_Texto fornecido_
________________________

Ex-presidente Esquerdista do Uruguai ‘Pepe’ Mujica morre aos 89 anos

© José Cruz/Agência Brasil

O ex-presidente do Uruguai, José Alberto “Pepe” Mujica Cordano, faleceu nesta terça-feira (13), aos 89 anos. A informação foi confirmada pelo presidente uruguaio, Yamandú Orsi. O ex-mandatário deixou um legado na política uruguaia, sendo protagonista na transformação da Frente Ampla, atualmente a principal coalizão de esquerda do país.

Segundo sua esposa, a ex-vice-presidente Lucía Topolansky, Pepe estava “em situação terminal” e recebia cuidados paliativos. Mujica foi diagnosticado com câncer em abril de 2024 e passou por radioterapia até 16 de junho do ano passado, quando interrompeu o tratamento. Ele não participou das últimas eleições regionais, realizadas no domingo (11).

Do sítio em que vivia, na zona rural de Montevidéu, Mujica já havia falado sobre seu estado de saúde em entrevista publicada pelo jornal estadunidense The New York Times. Em uma espécie de despedida, ele disse à época: “está na hora de partir”.

“Fiz tratamento radiológico. Segundo os médicos, correu tudo bem, mas estou arrasado. A vida é bela. Com todas as suas reviravoltas, eu amo a vida. E estou perdendo-a porque está na hora de partir”, afirmou na ocasião.

Ele ainda votou no final do ano passado nas eleições presidenciais. Deu apoio ao candidato da Frente Ampla, Yamandú Orsi, que venceu o pleito e se tornou presidente do Uruguai.

________________________

[Dados de referência baseados em imagens]
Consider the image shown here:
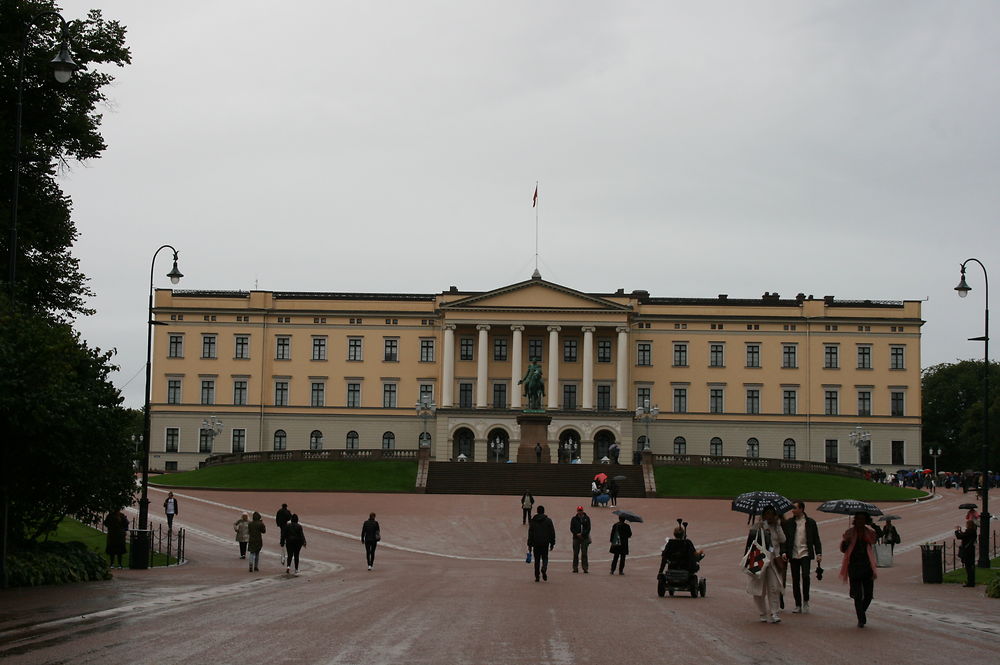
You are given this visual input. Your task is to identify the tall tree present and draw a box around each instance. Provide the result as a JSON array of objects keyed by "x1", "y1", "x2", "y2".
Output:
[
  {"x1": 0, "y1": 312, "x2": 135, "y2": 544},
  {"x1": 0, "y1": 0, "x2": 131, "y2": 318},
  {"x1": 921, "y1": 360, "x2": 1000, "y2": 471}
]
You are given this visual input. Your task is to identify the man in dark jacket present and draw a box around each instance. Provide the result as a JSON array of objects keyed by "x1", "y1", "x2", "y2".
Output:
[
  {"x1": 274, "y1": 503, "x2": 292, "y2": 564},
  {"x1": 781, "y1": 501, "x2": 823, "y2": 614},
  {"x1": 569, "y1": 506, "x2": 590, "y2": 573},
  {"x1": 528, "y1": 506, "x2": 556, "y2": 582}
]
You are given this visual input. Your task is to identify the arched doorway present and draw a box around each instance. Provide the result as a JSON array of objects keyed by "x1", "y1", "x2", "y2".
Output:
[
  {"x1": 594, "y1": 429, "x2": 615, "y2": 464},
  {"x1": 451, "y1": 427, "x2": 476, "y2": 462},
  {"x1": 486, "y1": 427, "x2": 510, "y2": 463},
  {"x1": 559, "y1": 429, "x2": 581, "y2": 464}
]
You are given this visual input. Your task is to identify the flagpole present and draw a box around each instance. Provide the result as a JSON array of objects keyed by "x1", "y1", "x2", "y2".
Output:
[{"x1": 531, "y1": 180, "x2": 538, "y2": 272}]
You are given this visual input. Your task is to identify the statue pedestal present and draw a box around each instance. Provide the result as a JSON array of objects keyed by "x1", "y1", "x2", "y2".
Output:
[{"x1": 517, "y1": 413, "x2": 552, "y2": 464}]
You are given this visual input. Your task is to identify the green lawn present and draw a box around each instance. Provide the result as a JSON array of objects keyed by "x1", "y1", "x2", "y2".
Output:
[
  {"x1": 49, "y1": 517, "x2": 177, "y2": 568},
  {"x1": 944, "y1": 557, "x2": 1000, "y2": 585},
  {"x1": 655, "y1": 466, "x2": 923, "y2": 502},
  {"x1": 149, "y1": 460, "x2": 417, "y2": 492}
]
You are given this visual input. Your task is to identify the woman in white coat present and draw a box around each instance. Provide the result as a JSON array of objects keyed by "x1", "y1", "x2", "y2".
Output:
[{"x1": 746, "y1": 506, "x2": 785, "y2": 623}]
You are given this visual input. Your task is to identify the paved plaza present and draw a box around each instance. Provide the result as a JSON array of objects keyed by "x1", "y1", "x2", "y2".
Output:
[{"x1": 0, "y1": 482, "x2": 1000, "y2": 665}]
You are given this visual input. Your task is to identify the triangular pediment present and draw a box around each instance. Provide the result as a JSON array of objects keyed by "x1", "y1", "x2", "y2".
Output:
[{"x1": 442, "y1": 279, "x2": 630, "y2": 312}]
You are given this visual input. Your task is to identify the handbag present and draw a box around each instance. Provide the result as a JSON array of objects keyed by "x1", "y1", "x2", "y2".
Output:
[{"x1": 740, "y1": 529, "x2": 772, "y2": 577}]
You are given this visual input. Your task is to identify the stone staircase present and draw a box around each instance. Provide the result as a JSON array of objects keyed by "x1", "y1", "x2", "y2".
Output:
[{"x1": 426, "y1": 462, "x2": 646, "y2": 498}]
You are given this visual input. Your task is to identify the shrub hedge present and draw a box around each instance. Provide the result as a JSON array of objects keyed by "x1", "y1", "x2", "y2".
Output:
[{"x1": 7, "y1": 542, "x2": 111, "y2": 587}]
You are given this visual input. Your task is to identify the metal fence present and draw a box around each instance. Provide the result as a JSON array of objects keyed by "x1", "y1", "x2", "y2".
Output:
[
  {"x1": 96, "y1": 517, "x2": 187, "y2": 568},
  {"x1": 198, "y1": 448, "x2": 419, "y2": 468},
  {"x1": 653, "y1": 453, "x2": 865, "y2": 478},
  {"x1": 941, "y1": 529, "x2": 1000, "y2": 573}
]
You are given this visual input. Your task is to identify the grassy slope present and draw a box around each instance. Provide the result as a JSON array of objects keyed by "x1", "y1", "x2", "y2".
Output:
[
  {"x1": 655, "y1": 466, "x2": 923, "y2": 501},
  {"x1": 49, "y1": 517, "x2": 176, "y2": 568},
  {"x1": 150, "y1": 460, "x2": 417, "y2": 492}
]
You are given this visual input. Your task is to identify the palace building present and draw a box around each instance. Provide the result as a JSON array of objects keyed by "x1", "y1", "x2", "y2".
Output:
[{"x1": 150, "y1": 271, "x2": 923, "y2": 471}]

________________________

_Tarefas_
**A)** Na notícia sobre a morte de Pepe Mujica, quem confirmou o falecimento?
**B)** Dê sequência à notícia sobre a morte de Pepe Mujica a partir da última frase.

_Respostas_
**A)** O presidente uruguaio, Yamandú Orsi.

**B)**
Em janeiro deste ano, Mujica anunciou que estava com metástase hepática e não se submeteria a nenhum outro tratamento. Nesse período, com dificuldade de se alimentar, foi submetido a uma cirurgia para colocar um stent no esôfago. Há algumas semanas, a situação piorou e o ex-presidente não conseguia mais realizar atividades básicas.

Mujica havia deixado a internação para ficar em casa. Segundo a família, o espaço era mais “confortável” para o ex-presidente. Ele recebeu visitas de familiares e pessoas próximas. Uma dessas visitas foi de Alejandro Pacha Sánchez, secretário do presidente Yamandú Orsi, que disse: “Mujica sempre havia dito que queria chegar aos 90 anos”. O uruguaio faria aniversário em 20 de maio.

Apoio popular

Nos últimos dias, milhares de uruguaios manifestaram solidariedade ao ex-presidente. Mujica foi presidente do Uruguai de 2010 a 2015 e ficou conhecido por sua política progressista. As principais medidas aprovadas em sua gestão foram a legalização da maconha e a permissão do casamento homoafetivo.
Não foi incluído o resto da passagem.